*EXERCISE OBJECTIVE*: Copy out the whole listing below word for word, leaving the pictures out.

[Entries for locating named things]
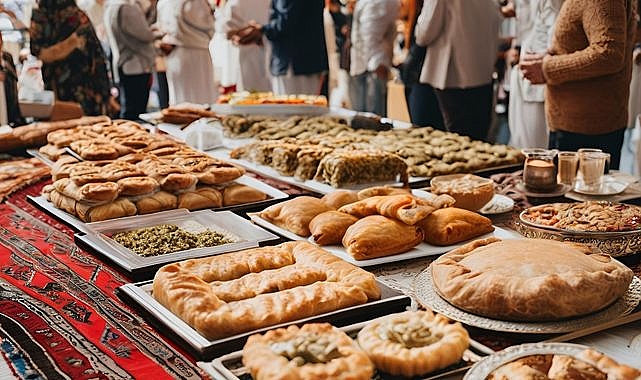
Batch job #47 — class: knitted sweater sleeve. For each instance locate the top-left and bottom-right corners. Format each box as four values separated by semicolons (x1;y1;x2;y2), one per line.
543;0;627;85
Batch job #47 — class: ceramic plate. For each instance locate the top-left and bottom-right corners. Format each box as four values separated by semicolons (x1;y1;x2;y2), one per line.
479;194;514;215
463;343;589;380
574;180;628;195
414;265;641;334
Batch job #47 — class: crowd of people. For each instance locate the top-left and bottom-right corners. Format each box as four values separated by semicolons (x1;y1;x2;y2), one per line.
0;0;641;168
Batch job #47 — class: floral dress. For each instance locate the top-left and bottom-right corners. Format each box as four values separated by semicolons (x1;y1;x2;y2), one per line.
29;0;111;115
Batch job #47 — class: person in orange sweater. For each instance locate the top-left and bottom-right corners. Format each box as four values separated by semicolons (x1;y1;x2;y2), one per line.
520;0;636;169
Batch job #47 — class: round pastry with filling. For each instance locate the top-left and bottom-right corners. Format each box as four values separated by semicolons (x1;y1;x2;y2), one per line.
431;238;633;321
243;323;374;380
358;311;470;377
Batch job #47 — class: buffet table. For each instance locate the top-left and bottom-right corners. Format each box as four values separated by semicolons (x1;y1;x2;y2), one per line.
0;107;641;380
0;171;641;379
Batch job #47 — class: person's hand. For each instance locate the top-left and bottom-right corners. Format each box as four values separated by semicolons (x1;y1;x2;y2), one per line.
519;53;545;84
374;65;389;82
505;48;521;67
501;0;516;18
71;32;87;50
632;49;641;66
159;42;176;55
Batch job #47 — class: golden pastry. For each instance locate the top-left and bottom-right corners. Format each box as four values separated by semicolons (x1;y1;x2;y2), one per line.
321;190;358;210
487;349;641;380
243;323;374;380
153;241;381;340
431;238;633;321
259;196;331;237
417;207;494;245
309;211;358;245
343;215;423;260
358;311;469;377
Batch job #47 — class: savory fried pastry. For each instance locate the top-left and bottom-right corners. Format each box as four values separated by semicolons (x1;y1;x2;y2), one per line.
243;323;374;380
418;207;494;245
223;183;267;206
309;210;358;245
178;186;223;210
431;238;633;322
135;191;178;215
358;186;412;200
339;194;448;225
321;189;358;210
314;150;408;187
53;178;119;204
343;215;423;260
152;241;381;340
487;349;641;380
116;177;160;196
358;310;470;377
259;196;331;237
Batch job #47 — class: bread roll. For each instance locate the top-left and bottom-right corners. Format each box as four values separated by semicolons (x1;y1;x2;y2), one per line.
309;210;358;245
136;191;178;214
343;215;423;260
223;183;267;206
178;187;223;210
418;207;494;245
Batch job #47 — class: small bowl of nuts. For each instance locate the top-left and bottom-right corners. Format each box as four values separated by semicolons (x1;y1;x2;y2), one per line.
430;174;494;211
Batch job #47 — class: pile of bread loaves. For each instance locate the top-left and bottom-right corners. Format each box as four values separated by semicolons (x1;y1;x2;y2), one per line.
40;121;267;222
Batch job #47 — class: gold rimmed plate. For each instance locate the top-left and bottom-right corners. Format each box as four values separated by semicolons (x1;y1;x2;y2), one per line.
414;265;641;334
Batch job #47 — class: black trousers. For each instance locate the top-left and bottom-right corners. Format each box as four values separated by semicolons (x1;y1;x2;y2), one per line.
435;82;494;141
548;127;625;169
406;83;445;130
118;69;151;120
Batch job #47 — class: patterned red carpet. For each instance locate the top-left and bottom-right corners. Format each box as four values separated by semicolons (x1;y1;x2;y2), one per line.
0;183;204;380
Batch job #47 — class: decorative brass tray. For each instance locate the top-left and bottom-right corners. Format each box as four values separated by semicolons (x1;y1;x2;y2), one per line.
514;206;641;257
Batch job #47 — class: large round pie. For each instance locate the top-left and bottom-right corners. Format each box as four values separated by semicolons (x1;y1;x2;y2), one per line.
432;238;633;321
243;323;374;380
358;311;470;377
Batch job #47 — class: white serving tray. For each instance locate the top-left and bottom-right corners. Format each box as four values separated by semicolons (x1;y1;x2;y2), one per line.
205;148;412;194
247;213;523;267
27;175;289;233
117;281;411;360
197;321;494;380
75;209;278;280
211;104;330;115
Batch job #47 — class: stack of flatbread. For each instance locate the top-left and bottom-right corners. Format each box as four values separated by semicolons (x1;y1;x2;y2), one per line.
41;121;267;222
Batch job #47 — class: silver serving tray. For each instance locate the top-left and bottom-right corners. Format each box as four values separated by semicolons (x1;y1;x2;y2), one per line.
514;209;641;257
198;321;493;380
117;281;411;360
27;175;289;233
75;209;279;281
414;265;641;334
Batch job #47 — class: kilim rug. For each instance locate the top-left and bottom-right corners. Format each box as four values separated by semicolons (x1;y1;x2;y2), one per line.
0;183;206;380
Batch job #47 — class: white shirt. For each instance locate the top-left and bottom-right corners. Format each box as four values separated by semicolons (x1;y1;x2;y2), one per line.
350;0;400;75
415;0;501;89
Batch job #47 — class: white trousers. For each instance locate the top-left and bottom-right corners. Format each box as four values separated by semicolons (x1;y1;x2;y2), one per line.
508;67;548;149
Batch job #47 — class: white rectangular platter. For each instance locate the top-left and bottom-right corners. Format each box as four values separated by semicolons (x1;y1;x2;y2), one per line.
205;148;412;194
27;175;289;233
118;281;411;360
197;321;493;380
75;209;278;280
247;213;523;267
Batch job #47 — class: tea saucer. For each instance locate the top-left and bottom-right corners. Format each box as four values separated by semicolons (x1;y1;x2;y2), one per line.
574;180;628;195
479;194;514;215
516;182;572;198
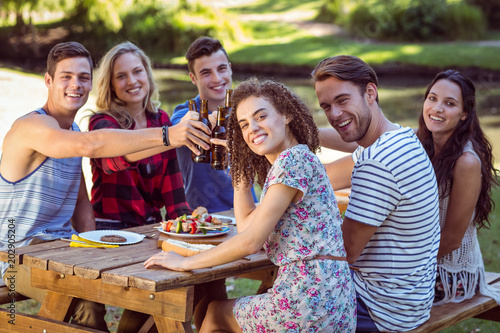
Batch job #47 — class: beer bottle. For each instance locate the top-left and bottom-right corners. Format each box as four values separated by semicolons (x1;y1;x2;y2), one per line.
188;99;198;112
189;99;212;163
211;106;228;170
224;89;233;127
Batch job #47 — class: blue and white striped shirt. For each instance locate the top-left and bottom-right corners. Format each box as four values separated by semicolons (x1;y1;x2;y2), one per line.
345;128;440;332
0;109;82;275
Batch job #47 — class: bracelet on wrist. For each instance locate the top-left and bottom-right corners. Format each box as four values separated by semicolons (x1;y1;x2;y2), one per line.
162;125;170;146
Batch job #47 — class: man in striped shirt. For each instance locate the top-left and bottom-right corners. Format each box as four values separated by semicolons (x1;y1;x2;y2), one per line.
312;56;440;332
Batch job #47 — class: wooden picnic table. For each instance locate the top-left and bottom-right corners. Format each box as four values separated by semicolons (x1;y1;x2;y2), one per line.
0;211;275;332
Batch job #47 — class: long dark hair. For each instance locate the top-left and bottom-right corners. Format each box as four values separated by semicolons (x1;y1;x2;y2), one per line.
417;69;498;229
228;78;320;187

*TASK OUTPUT*:
Batch job #47 — class: knitted sweater sleeve. For each instance locate the top-left and bottom-right corners. Format each box as four values separated by semicolons (x1;y1;x2;y2), one per line.
543;0;627;85
Batch job #47 — class: ceramic plate. For each instance locate the top-left and bottom-right corners. Format each box as four values separated by semicolons (x1;y1;x2;y2), one per line.
479;194;514;215
463;343;589;380
574;180;628;195
414;265;641;334
Batch job #47 — class: crowd of people. For each instance locate the top-left and bottom-right corners. Format each box as four values separated by semicolons (x1;y1;x2;y2), one per line.
0;0;641;168
Batch job #47 — class: floral dress. For each instance locate the top-left and bottom-right corners. Format each box as four values separated by semicolons (x1;y1;x2;y2), one per line.
29;0;111;115
Batch job #47 — class: person in orange sweater. For each instance locate the top-left and bottom-right corners. Format each box as four values separated by semicolons (x1;y1;x2;y2), one per line.
520;0;636;169
Batch job #47 — class: round pastry with filling. For each instance locate the top-left and bottom-right corners. Format each box as four values separated by semicolons (x1;y1;x2;y2), one per line.
431;238;633;321
243;323;374;380
358;311;470;377
Batch job #47 — class: buffet table. For each instance locate the top-left and bottom-right corners. Format each box as four values separated by semicolons (x1;y1;x2;y2), one per line.
0;107;641;380
0;171;641;379
Batch job #47 — class: person's hand. For each instance locate the top-left and bottom-right corners. Format each box as four values separated by semicolons (x1;y1;x2;y2), one per line.
519;53;545;84
374;65;389;82
505;48;521;67
501;0;516;18
71;32;87;50
632;49;641;66
159;42;176;55
Batch job #47 — class: golden pastry. For each instance locate the top-left and bottom-right corners. Format each box as four values separated by semicolons (x1;y1;x2;y2), one per line.
321;190;358;210
487;349;641;380
243;323;374;380
153;241;381;340
431;238;633;321
259;196;331;237
417;207;494;245
309;211;358;245
343;215;423;260
358;311;469;377
Batch job #47 — class: savory fried pastry. For each instance locate the top-left and bottom-right corners. Format each box as four values separated by semicolons (x1;y1;x2;y2), one per line.
243;323;374;380
418;207;494;245
223;183;267;206
309;210;358;245
178;186;223;210
431;238;633;322
135;191;178;215
358;186;412;200
339;194;448;225
321;189;358;210
314;150;408;187
53;178;119;204
343;215;423;260
152;241;381;340
487;349;641;380
116;177;160;196
358;310;470;377
259;196;331;237
Batch job #47 — class: bread roll. For each instance locate the top-left and bottom-right corners. Format each box as four values separated by semicolons (x1;y1;x2;y2), one per line.
309;210;358;245
136;191;178;214
343;215;423;260
223;183;267;206
178;187;223;210
418;207;494;245
Batch job #47 — class: small bowl of nuts. For each instance locate the top-left and bottom-right corners. Format each box as four values separated by semicolons (x1;y1;x2;y2), one per line.
430;174;494;211
Batch job #47 — class: pile of bread loaves. For each instance locate the top-left and bottom-right corners. Format each box as four values separated by semicolons (x1;y1;x2;y2), one per line.
40;121;267;222
Batch job #47 — class: gold rimmed plate. For each instance locate the top-left and bottom-right corners. Format each box as four values separated by semicolons (x1;y1;x2;y2), one per line.
414;265;641;334
Batch job #47 — class: black trousers. For each instance locate the top-left and bottom-right corners. Format each box as four values separated by semicolons (x1;y1;x2;y2), one per line.
435;82;494;141
548;127;625;169
406;83;445;130
118;69;151;120
Batch job #47 — class: patterned red carpet. For each instance locate the top-left and bottom-right corners. Format each box as four values separated by semicolons (x1;y1;x2;y2), one per line.
0;183;204;380
Batch job #47 — class: decorative brass tray. For each instance locate the top-left and bottom-right corners. Format each box as four values separated by semicolons (x1;y1;x2;y2), one per line.
514;206;641;257
Batch job #47 — class: large round pie. For each instance locate the top-left and bottom-right corners. Format each box as four values separated by semicolons (x1;y1;x2;y2), one per line.
432;238;633;321
243;323;374;380
358;311;470;377
Batch job #47 — class: white serving tray. For each instance locate the top-left and bottom-right corners. Format each box as four values separated by semicolons (x1;y1;x2;y2), one per line.
205;148;412;194
247;213;523;267
27;175;289;233
117;281;411;360
197;321;494;380
75;209;278;280
211;104;330;115
Batch job #47 — class: stack of flatbread. For each instance locate the top-left and bottom-right corners. Format each box as four values separated by semicolons (x1;y1;x2;y2), one per line.
41;121;267;222
Batch job #47 — class: silver serving tray. For each instance locate the top-left and bottom-right corners. Format each box as four values separated by semicolons (x1;y1;x2;y2), one per line.
514;209;641;257
198;321;493;380
117;281;411;360
27;175;289;233
75;209;279;281
414;265;641;334
Batch job #47 — class: kilim rug. For each instance locate the top-left and bottom-right corners. Format each box as four values separated by semicolons (x1;y1;x2;y2), one per line.
0;183;206;380
Batch job #47 — class: white shirt. For each instance locate the top-left and bottom-right corners. Format each box as four values separated by semicolons (x1;y1;x2;y2), one per line.
350;0;400;75
415;0;501;89
Batch job #47 — class: white trousers. For each instance locate the top-left and bottom-right corners. Format each box as four values separated by semicolons (x1;y1;x2;y2), one per line.
508;67;548;149
Batch job #47 — class: white rectangular platter. For each instance locate the top-left and bottom-right corners. Format each box as four values separated by semicolons (x1;y1;x2;y2), one per line.
205;148;412;194
27;175;289;233
118;281;411;360
197;321;493;380
75;209;278;280
247;213;523;267
Batch job #47 — class: tea saucer. For each instance locate the top-left and bottom-right corners. Format each box as four values separated by semicolons (x1;y1;x2;y2), one per line.
574;180;628;195
479;194;514;215
516;182;572;198
Batch job #47 — class: beer bottle. For each instance locate the top-left and bottom-right corners. Format each box as four values separated by semicolons (x1;y1;x2;y2), one per line.
188;99;198;112
189;99;212;163
211;106;228;170
224;89;233;127
Batch job #47 — class: blue and white striped shirt. For each instance locate the top-left and bottom-right corners. Format each box as four values separated by semicolons (x1;y1;x2;y2), one per line.
345;128;440;332
0;109;82;275
Batch job #47 — class: bracelet on wrist. For each instance locate the top-left and bottom-right corners. Format each box as four values separated by semicolons (x1;y1;x2;y2), one per line.
162;125;170;146
Batch job #47 — class: man in striped shirt. For each instance locate the top-left and bottom-right corners. Format each box as four values separated by semicolons (x1;y1;x2;y2), one per line.
312;56;440;332
Batch job #47 — class: wooden picnic table. For each instance locate the top-left and bottom-right corners. Format each box as four values separated by semicolons (x1;y1;x2;y2), one per line.
0;211;275;332
Batch job #47 — class: long dark hair. For each instance locate the top-left and bottom-right corners. Format each box as four values separated by semicolons (x1;y1;x2;y2), one per line.
417;69;498;229
228;78;320;187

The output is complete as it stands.